[RECORDS FOR PROCESSING — start]
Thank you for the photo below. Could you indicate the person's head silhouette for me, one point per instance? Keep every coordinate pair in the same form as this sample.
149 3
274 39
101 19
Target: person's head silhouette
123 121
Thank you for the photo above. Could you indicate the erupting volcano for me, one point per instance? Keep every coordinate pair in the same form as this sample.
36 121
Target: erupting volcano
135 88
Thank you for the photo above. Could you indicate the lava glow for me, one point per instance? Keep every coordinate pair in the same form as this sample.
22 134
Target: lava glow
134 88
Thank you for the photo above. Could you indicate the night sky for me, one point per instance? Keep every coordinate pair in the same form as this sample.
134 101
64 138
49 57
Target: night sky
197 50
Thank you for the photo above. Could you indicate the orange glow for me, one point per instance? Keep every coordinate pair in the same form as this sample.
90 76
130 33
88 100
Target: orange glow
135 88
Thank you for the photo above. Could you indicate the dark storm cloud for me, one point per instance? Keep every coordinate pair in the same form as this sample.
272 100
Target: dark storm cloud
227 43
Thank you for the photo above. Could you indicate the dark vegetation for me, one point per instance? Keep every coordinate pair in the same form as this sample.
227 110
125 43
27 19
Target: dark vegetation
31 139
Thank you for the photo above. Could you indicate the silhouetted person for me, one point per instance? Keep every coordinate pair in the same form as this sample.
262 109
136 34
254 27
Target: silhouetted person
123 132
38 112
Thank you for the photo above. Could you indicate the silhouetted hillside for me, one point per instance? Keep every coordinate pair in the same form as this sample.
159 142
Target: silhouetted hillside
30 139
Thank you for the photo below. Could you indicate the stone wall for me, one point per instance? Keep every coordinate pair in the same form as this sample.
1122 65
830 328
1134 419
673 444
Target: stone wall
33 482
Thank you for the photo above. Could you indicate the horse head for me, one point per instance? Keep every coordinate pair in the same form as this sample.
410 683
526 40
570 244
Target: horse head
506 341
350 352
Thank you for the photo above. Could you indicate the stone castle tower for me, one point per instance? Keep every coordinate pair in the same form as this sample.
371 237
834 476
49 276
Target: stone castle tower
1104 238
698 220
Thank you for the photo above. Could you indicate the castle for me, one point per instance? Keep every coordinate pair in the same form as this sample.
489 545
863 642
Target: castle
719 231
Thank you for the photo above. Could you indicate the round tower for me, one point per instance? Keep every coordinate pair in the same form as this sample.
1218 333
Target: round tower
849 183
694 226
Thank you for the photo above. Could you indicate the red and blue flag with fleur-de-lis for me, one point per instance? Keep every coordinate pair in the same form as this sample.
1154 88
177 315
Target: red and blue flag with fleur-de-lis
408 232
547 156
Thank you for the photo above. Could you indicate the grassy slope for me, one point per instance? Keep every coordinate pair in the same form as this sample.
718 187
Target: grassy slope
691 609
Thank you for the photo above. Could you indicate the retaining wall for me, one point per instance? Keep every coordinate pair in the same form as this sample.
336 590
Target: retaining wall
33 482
[RECORDS FOR PROCESSING — finish]
Wherever the string "below" appears in a line above, copy that line.

Thank you for the photo below. Could you indicate the person's head silhouette for me, one point per instance? Keep every coordinate pair in the same form as this sample.
Thank you for the photo below. Could you indicate the stone wall for me, one point per instance? Keep every coordinate pair in the same form as this sample.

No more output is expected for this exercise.